■ **What needs to be done**: Show each line in the material below that contains the word "handle", copying every such line in full.

■ **Provided information**:
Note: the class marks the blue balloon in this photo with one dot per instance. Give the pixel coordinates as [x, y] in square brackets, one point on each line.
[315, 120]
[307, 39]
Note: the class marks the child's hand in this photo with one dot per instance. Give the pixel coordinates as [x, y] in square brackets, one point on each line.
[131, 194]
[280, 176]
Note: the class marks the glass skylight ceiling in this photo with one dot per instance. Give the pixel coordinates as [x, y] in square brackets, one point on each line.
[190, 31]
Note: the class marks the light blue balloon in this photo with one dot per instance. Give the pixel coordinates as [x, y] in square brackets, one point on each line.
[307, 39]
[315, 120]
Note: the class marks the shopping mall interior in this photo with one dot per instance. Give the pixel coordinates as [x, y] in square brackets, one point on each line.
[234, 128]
==
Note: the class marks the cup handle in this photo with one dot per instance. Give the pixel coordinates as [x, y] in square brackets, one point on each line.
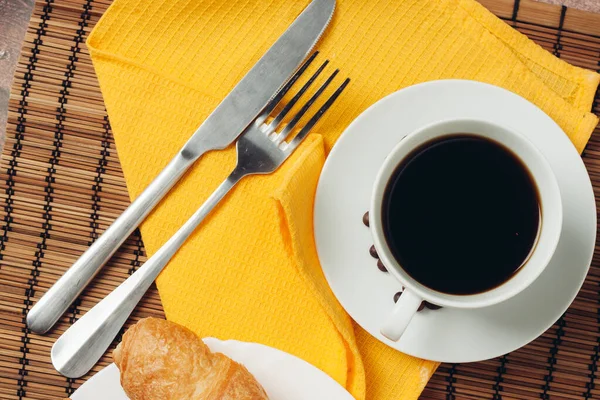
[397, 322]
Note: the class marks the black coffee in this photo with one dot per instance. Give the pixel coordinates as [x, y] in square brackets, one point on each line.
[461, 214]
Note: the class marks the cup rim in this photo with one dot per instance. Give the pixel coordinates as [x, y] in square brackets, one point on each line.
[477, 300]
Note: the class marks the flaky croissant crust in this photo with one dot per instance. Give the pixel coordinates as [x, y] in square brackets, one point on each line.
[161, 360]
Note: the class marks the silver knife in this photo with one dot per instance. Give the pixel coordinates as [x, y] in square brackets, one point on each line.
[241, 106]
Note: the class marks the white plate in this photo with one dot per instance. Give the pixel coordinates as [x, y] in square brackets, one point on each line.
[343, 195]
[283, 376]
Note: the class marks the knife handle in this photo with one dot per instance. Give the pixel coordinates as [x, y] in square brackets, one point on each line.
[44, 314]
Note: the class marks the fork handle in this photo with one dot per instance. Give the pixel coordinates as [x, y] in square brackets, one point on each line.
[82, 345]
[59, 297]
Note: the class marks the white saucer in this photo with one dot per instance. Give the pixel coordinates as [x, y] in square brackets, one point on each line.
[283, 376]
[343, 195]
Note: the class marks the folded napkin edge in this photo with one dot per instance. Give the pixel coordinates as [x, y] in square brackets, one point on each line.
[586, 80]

■ **Answer below**:
Note: the class marks the cup handle in this photo with one dot per instance. Give the pixel coordinates as [x, y] in square brackets, one point on each line.
Note: the class marks the knife handle in this photo with one dot per instance. Give the pixel coordinates as [x, y] in square brackets, one point on each line.
Note: the class marks the fork handle in this photo with one dot per instance. Give the pixel coordinates as [x, y] in square brackets, one point on each line.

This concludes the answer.